§ **EXERCISE REQUIREMENTS**: Update the data below by replacing every "rough mask" with "coarse mask" and leaving everything else unchanged. Leave the pictures out of your answer.

§ **TASK MATERIAL**:
-*-

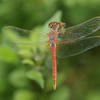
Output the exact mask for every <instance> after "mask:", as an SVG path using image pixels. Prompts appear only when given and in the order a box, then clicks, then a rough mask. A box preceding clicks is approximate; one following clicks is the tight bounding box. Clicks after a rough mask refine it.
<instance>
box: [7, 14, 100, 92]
mask: <svg viewBox="0 0 100 100" xmlns="http://www.w3.org/2000/svg"><path fill="white" fill-rule="evenodd" d="M48 26H49V32H48V34H47V36H48V39H47V41H48V43H49V46H50V49H51V57H52V80H53V89H54V90H55V89H56V80H57V60H56V59H57V57H60V58H64V57H69V56H75V55H78V54H81V53H83V52H85V51H87V50H89V49H92V48H94V47H96V46H99V45H100V36H90V35H92V34H93V33H95V32H96V31H98V30H100V16H98V17H94V18H92V19H89V20H87V21H85V22H83V23H81V24H78V25H75V26H72V27H68V28H66V24H65V23H63V22H57V21H53V22H50V23H49V24H48ZM6 28H9V29H12V30H13V29H14V30H15V31H17V32H22V33H28V34H29V33H30V31H28V30H25V29H21V28H17V27H14V26H7V27H6ZM44 38H45V37H44Z"/></svg>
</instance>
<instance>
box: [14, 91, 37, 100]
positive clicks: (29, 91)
mask: <svg viewBox="0 0 100 100" xmlns="http://www.w3.org/2000/svg"><path fill="white" fill-rule="evenodd" d="M13 100H35V94H34V93H33V92H32V91H29V90H17V91H16V92H15V93H14V97H13Z"/></svg>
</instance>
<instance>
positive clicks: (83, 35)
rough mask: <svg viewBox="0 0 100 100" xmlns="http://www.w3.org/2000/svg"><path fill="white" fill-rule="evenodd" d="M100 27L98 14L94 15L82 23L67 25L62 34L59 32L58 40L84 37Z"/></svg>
mask: <svg viewBox="0 0 100 100" xmlns="http://www.w3.org/2000/svg"><path fill="white" fill-rule="evenodd" d="M99 29H100V16H99V17H94V18H92V19H90V20H88V21H86V22H83V23H82V24H79V25H76V26H72V27H69V28H67V29H65V30H64V34H59V37H58V38H59V40H75V39H78V38H83V37H86V36H88V35H90V34H92V33H94V32H96V31H97V30H99Z"/></svg>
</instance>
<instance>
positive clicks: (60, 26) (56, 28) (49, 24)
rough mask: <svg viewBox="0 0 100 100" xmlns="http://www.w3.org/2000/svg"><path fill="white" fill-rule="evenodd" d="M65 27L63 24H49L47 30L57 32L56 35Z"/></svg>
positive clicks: (51, 22) (53, 22)
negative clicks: (57, 33) (57, 32)
mask: <svg viewBox="0 0 100 100" xmlns="http://www.w3.org/2000/svg"><path fill="white" fill-rule="evenodd" d="M64 27H65V23H63V22H51V23H49V28H50V29H51V30H52V31H57V32H58V33H59V32H61V30H62V29H63V28H64Z"/></svg>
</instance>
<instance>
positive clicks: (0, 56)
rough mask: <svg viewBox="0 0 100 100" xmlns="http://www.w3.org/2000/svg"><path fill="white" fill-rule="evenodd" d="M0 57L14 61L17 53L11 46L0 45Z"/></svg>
mask: <svg viewBox="0 0 100 100" xmlns="http://www.w3.org/2000/svg"><path fill="white" fill-rule="evenodd" d="M0 59H1V60H4V61H7V62H15V61H16V60H17V55H16V52H15V51H13V50H12V49H11V48H9V47H6V46H0Z"/></svg>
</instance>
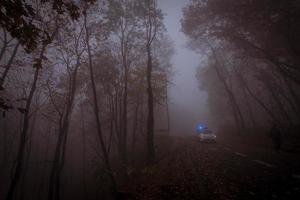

-*-

§ **SOLVED EXERCISE**:
Output the exact mask for every <instance> after "mask:", as an SVG path using image pixels. Prompts appear only when given and in the order a box, then clicks, then a coarse mask. A box preceding clicks is approximate; one following clicks is the tight bounding box. Clicks after a coarse mask refine it.
<instance>
box: [7, 14, 100, 92]
mask: <svg viewBox="0 0 100 100" xmlns="http://www.w3.org/2000/svg"><path fill="white" fill-rule="evenodd" d="M48 26H49V32H48V34H47V36H48V39H47V41H48V43H49V46H50V49H51V57H52V80H53V89H54V90H55V89H56V80H57V60H56V59H57V57H60V58H64V57H69V56H75V55H78V54H81V53H83V52H85V51H87V50H89V49H92V48H94V47H96V46H99V45H100V36H90V35H92V34H93V33H95V32H96V31H98V30H100V16H98V17H94V18H92V19H89V20H87V21H85V22H83V23H81V24H78V25H75V26H72V27H68V28H66V24H65V23H63V22H57V21H53V22H50V23H49V24H48ZM6 28H9V29H12V30H13V29H14V30H15V31H17V32H22V33H28V34H29V33H30V31H28V30H25V29H21V28H17V27H14V26H7V27H6ZM44 38H45V37H44Z"/></svg>
</instance>
<instance>
box: [14, 91, 37, 100]
positive clicks: (29, 91)
mask: <svg viewBox="0 0 100 100" xmlns="http://www.w3.org/2000/svg"><path fill="white" fill-rule="evenodd" d="M13 100H35V94H34V93H33V92H32V91H29V90H17V91H16V92H15V93H14V97H13Z"/></svg>
</instance>
<instance>
positive clicks: (83, 35)
coarse mask: <svg viewBox="0 0 100 100" xmlns="http://www.w3.org/2000/svg"><path fill="white" fill-rule="evenodd" d="M100 27L98 14L94 15L82 23L67 25L62 34L59 32L58 40L84 37Z"/></svg>
mask: <svg viewBox="0 0 100 100" xmlns="http://www.w3.org/2000/svg"><path fill="white" fill-rule="evenodd" d="M99 29H100V16H99V17H94V18H92V19H90V20H88V21H86V22H83V23H82V24H79V25H76V26H72V27H69V28H67V29H65V30H64V34H59V37H58V38H59V40H75V39H78V38H83V37H86V36H88V35H90V34H92V33H94V32H96V31H97V30H99Z"/></svg>
</instance>
<instance>
positive clicks: (60, 26) (56, 28) (49, 24)
coarse mask: <svg viewBox="0 0 100 100" xmlns="http://www.w3.org/2000/svg"><path fill="white" fill-rule="evenodd" d="M65 27L63 24H49L47 30L57 32L56 35Z"/></svg>
positive clicks: (51, 22) (53, 22)
negative clicks: (57, 33) (57, 32)
mask: <svg viewBox="0 0 100 100" xmlns="http://www.w3.org/2000/svg"><path fill="white" fill-rule="evenodd" d="M64 27H65V23H63V22H51V23H49V28H50V29H51V30H52V31H57V32H58V33H59V32H61V30H62V29H63V28H64Z"/></svg>
</instance>
<instance>
positive clicks: (0, 56)
coarse mask: <svg viewBox="0 0 100 100" xmlns="http://www.w3.org/2000/svg"><path fill="white" fill-rule="evenodd" d="M0 57L14 61L17 53L11 46L0 45Z"/></svg>
mask: <svg viewBox="0 0 100 100" xmlns="http://www.w3.org/2000/svg"><path fill="white" fill-rule="evenodd" d="M0 59H1V60H4V61H7V62H15V61H16V60H17V55H16V52H15V51H13V50H12V49H11V48H9V47H6V46H0Z"/></svg>
</instance>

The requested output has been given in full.